New York City
March 2003

Technology & Inclusion at Children’s Center
by Nancy Glass

The Children’s Center School, a division of Queens Centers for Progress, in Jamaica Queens, offers comprehensive educational and clinical services to children with special needs, from birth through twenty-one years of age. Students at the school present with a variety of disabilities, ranging from mild to profound. While many students are multiply-handicapped, the school also services “typically developing” youngsters who are often participants in inclusionary programs where children with and without disabilities share the same classrooms.

A special feature of the Center is its “Technology Team”. This team is comprised of physical, speech and occupational therapists, a computer teacher, carpenter, and an adaptive equipment specialist. The team meets weekly to assess students with physical disabilities who may profit from using technology to enhance their educational experience, and help them to achieve more independence.

The Technology Team might recommend augmentative communication devices (devices which allow nonverbal children to communicate), power wheelchairs, adapted computer keyboards, and a variety of access switches, which may be used to operate electronic toys, computers, and communication devices. These switches (for children with limited hand function and mobility) may be operated by the slightest movement by any part of the body of a more severely physically impaired child.
****************************************
__CHECK YOUR UNDERSTANDING__.
A) Can you reproduce, word for word, the passage of the Children's Center article from "The Technology Team" to "physically impaired child."?
B) Can you carry the Children's Center article forward from its last sentence?
The data here comes from a different source than the Children's Center article.
****************************************
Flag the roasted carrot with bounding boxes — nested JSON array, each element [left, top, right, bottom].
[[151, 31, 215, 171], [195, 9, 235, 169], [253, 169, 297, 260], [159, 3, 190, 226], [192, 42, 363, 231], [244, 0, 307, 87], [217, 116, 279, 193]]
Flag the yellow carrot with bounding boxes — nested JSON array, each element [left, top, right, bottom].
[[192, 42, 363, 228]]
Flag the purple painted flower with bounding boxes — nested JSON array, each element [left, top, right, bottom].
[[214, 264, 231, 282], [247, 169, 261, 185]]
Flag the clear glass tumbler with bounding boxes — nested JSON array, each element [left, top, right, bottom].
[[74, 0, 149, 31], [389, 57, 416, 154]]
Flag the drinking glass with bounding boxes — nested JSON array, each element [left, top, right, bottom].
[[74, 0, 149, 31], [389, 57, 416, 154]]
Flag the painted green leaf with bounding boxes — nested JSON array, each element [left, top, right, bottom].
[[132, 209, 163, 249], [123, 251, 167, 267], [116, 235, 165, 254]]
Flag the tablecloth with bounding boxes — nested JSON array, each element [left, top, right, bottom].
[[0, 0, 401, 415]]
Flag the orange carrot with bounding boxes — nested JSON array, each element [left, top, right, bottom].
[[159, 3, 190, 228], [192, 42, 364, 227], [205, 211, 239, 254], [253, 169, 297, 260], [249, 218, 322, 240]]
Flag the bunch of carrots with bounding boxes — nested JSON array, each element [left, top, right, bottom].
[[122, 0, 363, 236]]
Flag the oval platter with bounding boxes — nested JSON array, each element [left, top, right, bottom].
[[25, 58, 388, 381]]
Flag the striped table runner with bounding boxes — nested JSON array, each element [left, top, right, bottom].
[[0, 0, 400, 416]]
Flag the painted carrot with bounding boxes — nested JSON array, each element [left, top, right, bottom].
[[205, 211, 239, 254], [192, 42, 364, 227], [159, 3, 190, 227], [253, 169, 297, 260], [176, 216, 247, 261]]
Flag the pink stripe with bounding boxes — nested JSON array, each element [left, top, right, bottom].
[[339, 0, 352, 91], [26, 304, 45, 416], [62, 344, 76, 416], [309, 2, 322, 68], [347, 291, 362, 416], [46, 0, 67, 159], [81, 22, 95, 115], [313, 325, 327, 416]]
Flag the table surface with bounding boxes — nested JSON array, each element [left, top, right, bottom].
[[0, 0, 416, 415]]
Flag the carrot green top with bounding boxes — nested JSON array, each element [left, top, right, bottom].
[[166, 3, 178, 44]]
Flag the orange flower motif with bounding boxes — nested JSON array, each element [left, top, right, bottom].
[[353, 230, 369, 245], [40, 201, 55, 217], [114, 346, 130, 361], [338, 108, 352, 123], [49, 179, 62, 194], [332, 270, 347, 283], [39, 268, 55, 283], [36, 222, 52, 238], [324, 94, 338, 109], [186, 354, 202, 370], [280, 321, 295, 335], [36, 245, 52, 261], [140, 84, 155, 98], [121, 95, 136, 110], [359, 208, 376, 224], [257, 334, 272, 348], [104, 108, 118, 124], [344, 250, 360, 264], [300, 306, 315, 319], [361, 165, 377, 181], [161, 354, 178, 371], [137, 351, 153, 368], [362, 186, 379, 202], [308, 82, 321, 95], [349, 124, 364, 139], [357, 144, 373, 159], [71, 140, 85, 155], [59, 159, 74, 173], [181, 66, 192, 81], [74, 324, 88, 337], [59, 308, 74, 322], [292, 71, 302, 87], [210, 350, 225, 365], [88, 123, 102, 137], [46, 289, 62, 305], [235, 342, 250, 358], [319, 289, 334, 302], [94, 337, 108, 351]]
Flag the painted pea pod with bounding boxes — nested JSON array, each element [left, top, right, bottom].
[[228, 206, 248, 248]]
****************************************
__RESPONSES BY ITEM NUMBER__.
A)
The Technology Team might recommend augmentative communication devices (devices which allow nonverbal children to communicate), power wheelchairs, adapted computer keyboards, and a variety of access switches, which may be used to operate electronic toys, computers, and communication devices. These switches (for children with limited hand function and mobility) may be operated by the slightest movement by any part of the body of a more severely physically impaired child.

B)
The Technology Team’s services do not end when the student leaves at the end of the day. Through the Home Equipment Project, families receive evaluations in the home setting to determine their need for special equipment and simple home modifications which will assist them with daily care and improve their child’s independence. The Children’s Center provides, often free of charge, items not funded through any other source.

The school maintains an Adapted Toy Lending Library of devices to lend to families for short term home use. When a child tires of a toy, parents may send the item back and receive a different toy. The colorful and appealing toys allow for active play and reinforcement of skills learned at school.

While technology greatly enhances the learning opportunities for the students with physical disabilities, it allows for wonderful interactions with the typically developing children who attend the school. These children are used to friends and classmates in power wheelchairs zipping by in the halls. They think nothing of “conversing” with a learning partner who may use synthesized speech to respond. At the Queens Centers for Progress, technology gives new meaning to the concept of inclusion.#

Nancy Glass is the Director of the Children’s Center School.